→ REQUIREMENTS
• 1. In the mailing list excerpt, rewrite the paragraph beginning "When loading dwp files" as a bulleted list that keeps its main facts.
• 2. List every distinct identifier that appears in the three-line code fragment of the mailing list excerpt.
• 3. Answer these questions from the mailing list excerpt:
(a) Where should the = normally go when an assignment is broken across lines?
(b) What date and time are shown for the message from Terekhov, Mikhail?
(c) What does the +1 in the array size account for?

→ SOURCE EXTRACT
>> begin
Normally, the = should be on the second line when breaking assignments 
(despite the counter example just below).  But in this case, it can fit 
on a single line I believe.

>    dwp_file->elf_sections =
>      OBSTACK_CALLOC (&objfile->objfile_obstack,
>  		    dwp_file->num_sections, asection *);

Thanks,

Simon
  
Terekhov, Mikhail via Gdb-patches Feb. 25, 2019, 8:17 p.m. UTC | #2
On Sat, Feb 23, 2019 at 8:01 PM Simon Marchi <simon.marchi@polymtl.ca> wrote:
>
> On 2019-02-22 19:53, Jordan Rupprecht via gdb-patches wrote:
> > When loading dwp files, we create an array of elf sections indexed by
> > the section index in the dwp file. The size of this array is
> > calculated by section_count + 1 (the +1 handling the null section).
> > However, when loading the bfd file, strtab/symtab sections are not
> > added to the list, nor do they increment section_count, so
> > section_count is actually smaller than the number of sections.
>
> Just wondering, is this the expected behavior of BFD, to not make the
> strtab section count as a section (as far as bfd_count_sections is
> concerned)?  If so, why?
>> end
→ RECORDS SHOWN
>> begin
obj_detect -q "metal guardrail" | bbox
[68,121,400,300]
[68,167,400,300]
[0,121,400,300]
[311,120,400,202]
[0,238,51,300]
>> end
→ EXERCISE SOLUTIONS
• 1.
- When dwp files are loaded, an array of ELF sections is created, indexed by each section's index in the dwp file.
- The array's size is section_count + 1, with the +1 covering the null section.
- When the bfd file is loaded, strtab/symtab sections are not added to the list and do not increment section_count.
- As a result, section_count is smaller than the actual number of sections.

• 2.
dwp_file
elf_sections
OBSTACK_CALLOC
objfile
objfile_obstack
num_sections
asection

• 3.
(a) On the second line.
(b) Feb. 25, 2019, 8:17 p.m. UTC.
(c) The null section.